Benenne in allen Einträgen „mountain range“ in „mountain chain“ um und gib die Einträge sonst unverändert wieder. Lass die Bilder dabei weg.

● **Gegebene Angaben**:
========

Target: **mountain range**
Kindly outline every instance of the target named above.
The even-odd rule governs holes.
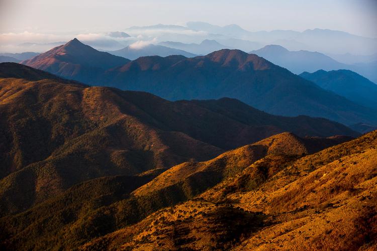
[[[327,119],[274,116],[235,99],[170,102],[16,63],[0,64],[0,78],[3,215],[91,179],[206,160],[285,131],[359,135]],[[12,196],[16,191],[21,197]]]
[[[355,103],[377,109],[377,84],[355,72],[320,70],[313,73],[303,72],[300,76]]]
[[[117,51],[109,51],[108,52],[112,55],[123,57],[131,60],[146,56],[167,57],[171,55],[181,55],[187,58],[192,58],[197,56],[182,50],[153,44],[141,45],[140,46],[129,45],[123,49]]]
[[[216,40],[203,40],[200,44],[184,44],[178,42],[165,41],[161,42],[159,44],[168,47],[183,50],[197,55],[206,55],[222,49],[232,49],[230,46],[222,45]],[[185,55],[183,55],[183,56]]]
[[[0,97],[2,248],[377,244],[377,131],[12,63]]]
[[[323,117],[347,125],[377,122],[374,110],[237,50],[130,61],[75,39],[22,63],[87,84],[147,91],[170,100],[228,97],[277,115]]]
[[[250,53],[263,57],[274,64],[286,68],[295,74],[303,72],[314,72],[320,70],[325,71],[348,69],[355,71],[377,82],[377,73],[374,61],[346,64],[333,59],[322,53],[308,51],[290,51],[279,45],[267,45]]]
[[[105,70],[129,61],[122,57],[99,51],[74,39],[22,63],[66,78],[90,83],[91,79]]]
[[[116,230],[81,248],[375,249],[377,132],[305,156],[308,143],[283,134],[206,162],[174,167],[131,193],[130,200],[139,201],[162,193],[152,197],[161,209],[120,229],[108,224]],[[257,147],[266,153],[259,155]],[[174,200],[178,196],[184,202]],[[90,223],[81,229],[105,219],[125,222],[110,216],[129,212],[120,208],[125,200],[87,216]]]
[[[304,71],[345,69],[347,66],[322,53],[308,51],[290,51],[279,45],[267,45],[249,53],[262,57],[296,74]]]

========

● **Lösung**:
Target: **mountain chain**
Kindly outline every instance of the target named above.
The even-odd rule governs holes.
[[[327,119],[274,116],[235,99],[170,102],[16,63],[0,64],[0,78],[3,215],[91,179],[206,160],[285,131],[359,135]],[[12,196],[16,191],[21,197]]]
[[[355,103],[377,109],[377,84],[355,72],[320,70],[313,73],[303,72],[300,76]]]
[[[117,51],[109,51],[108,52],[112,55],[123,57],[131,60],[146,56],[167,57],[171,55],[181,55],[187,58],[192,58],[197,56],[182,50],[153,44],[141,45],[140,46],[129,45],[123,49]]]
[[[216,40],[203,40],[200,44],[184,44],[178,42],[165,41],[161,42],[159,44],[168,47],[183,50],[197,55],[206,55],[222,49],[232,49],[230,46],[222,45]],[[185,55],[183,55],[183,56]]]
[[[0,97],[2,248],[377,244],[377,131],[12,63]]]
[[[323,117],[347,125],[377,122],[374,110],[237,50],[130,61],[75,39],[22,63],[87,84],[147,91],[170,100],[228,97],[277,115]]]
[[[250,53],[263,57],[274,64],[286,68],[295,74],[303,72],[314,72],[320,70],[325,71],[348,69],[355,71],[377,82],[377,73],[374,61],[346,64],[333,59],[322,53],[308,51],[290,51],[279,45],[267,45]]]
[[[105,70],[129,61],[122,57],[99,51],[74,39],[22,63],[66,78],[90,83],[91,79]]]
[[[116,230],[81,248],[375,249],[377,132],[305,156],[308,143],[283,134],[206,162],[174,167],[131,193],[130,200],[139,201],[162,193],[152,197],[161,209],[120,229],[108,224]],[[257,147],[266,153],[259,155]],[[174,200],[178,196],[184,202]],[[90,223],[81,229],[105,219],[125,222],[110,216],[129,212],[120,208],[125,200],[87,216]]]
[[[304,71],[345,69],[347,66],[322,53],[308,51],[290,51],[279,45],[267,45],[249,53],[262,57],[296,74]]]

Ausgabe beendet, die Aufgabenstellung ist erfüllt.